ТЕКСТ ДЛЯ АНАЛИЗА:
Планировалось, что Мандель по просьбе Саутэма поручит врачам своей больницы сделать инъекции раковых клеток двадцати двум пациентам. Однако, когда Мандель стал инструктировать сотрудников, чтобы те делали инъекции, не сообщая пациентам о том, что в шприце раковые клетки, три молодых врача-еврея отказались, заявив, что не станут проводить исследования на пациентах без их согласия. Все трое знали об исследованиях, которые нацисты проводили на еврейских заключенных. Знали они и о знаменитом Нюрнбергском процессе.

 

Шестнадцатью годами ранее, 20 августа 1947 года, военный трибунал, возглавляемый США, заседавший в городе Нюрнберге в Германии, приговорил семь нацистских врачей к смертной казни через повешение. Их преступление состояло в проведении немыслимых опытов над евреями без их согласия — они пришивали братьев и сестер друг к другу, чтобы получить сиамских близнецов и резали живых людей, чтобы изучить работу внутренних органов.

Трибунал сформулировал десять этических законов — так называемый нюрнбергский кодекс — для регламентирования всех экспериментов над людьми во всем мире. Первый закон кодекса гласил: «Добровольное согласие подопытного человека абсолютно необходимо». Это была революционная идея. Клятва Гиппократа, написанная в IV веке до н. э., не требовала согласия пациента. И хотя Американская медицинская ассоциация издала правила, защищающие лабораторных животных, еще в 1910 году, для людей подобных правил не существовало вплоть до Нюрнбергского процесса.

Однако нюрнбергский кодекс — подобно прочим кодексам, появившимся позже — не являлся законом. В сущности, он был списком рекомендаций. Его не преподавали в плановом порядке в медицинских учебных заведениях, и многие американские исследователи — включая Саутэма — заявляли, что не знают о его существовании. Те же, кто знал, зачастую считали его «кодексом для нацистов» — чем-то таким, что имеет отношение только к варварам и диктаторам, а не к американским врачам.

В 1954 году, когда Саутэм начал делать людям инъекции клеток HeLa, в США не существовало официального контроля над научными исследованиями. С начала XX века политики предлагали ввести законы на федеральном уровне и на уровне штатов с целью регламентации экспериментов над людьми, однако врачи и исследователи всегда выступали против. Подобные законопроекты многократно отвергались при голосовании из-за боязни помешать научному прогрессу, даже при том, что в других странах — включая, по иронии судьбы, и Пруссию — еще с 1891 года имелись законодательные нормы, регламентирующие опыты над людьми.

В США обязать ученого придерживаться этических норм научных исследований можно было только в гражданском суде. Только там адвокаты могли воспользоваться нюрнбергским кодексом, чтобы установить, действовал ли ученый в рамках этических норм своей профессии. Однако для того, чтобы привлечь исследователя к суду, требовались деньги, знание дела и, главное, знание того, что вас действительно использовали для исследований.

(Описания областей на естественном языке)

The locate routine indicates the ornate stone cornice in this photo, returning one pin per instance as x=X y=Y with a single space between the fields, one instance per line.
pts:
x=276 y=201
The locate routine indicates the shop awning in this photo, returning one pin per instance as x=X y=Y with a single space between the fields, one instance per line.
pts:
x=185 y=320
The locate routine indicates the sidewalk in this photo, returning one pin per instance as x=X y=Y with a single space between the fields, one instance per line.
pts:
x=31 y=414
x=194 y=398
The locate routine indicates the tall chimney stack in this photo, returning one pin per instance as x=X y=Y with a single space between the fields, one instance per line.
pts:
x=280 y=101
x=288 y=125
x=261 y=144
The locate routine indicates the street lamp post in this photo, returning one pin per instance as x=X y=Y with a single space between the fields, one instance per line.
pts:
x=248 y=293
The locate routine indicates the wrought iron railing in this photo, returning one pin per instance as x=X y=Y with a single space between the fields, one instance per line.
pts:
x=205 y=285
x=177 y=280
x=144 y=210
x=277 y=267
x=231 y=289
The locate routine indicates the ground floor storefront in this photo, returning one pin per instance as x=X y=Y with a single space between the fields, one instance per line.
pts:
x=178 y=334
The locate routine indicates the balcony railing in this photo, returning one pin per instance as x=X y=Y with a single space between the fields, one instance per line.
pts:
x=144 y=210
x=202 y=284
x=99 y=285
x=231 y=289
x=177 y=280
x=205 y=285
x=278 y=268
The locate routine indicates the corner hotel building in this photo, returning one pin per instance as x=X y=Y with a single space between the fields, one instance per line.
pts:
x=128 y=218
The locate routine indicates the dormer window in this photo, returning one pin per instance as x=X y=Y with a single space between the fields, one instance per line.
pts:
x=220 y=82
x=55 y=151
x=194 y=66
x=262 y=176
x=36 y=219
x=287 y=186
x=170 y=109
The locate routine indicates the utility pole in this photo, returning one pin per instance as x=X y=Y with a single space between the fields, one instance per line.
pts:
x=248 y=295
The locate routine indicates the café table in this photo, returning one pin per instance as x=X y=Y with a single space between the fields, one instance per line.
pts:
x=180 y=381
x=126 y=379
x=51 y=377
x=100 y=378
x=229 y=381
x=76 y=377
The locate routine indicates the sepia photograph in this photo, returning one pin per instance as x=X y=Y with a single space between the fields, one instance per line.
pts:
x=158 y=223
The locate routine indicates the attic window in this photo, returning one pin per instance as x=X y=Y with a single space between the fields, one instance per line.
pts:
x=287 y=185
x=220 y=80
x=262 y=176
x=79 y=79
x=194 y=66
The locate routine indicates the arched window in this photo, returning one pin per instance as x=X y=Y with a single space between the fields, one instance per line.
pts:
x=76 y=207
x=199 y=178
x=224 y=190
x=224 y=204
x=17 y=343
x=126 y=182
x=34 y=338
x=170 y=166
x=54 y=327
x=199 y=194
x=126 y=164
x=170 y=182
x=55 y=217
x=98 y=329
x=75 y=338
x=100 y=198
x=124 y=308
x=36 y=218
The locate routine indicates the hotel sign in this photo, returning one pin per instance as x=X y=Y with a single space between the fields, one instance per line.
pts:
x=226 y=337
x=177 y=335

ПОРЯДОК ВЫПОЛНЕНИЯ: Что гласил первый закон нюрнбергского кодекса согласно тексту для анализа?

ОТВЕТ К УПРАЖНЕНИЮ: «Добровольное согласие подопытного человека абсолютно необходимо».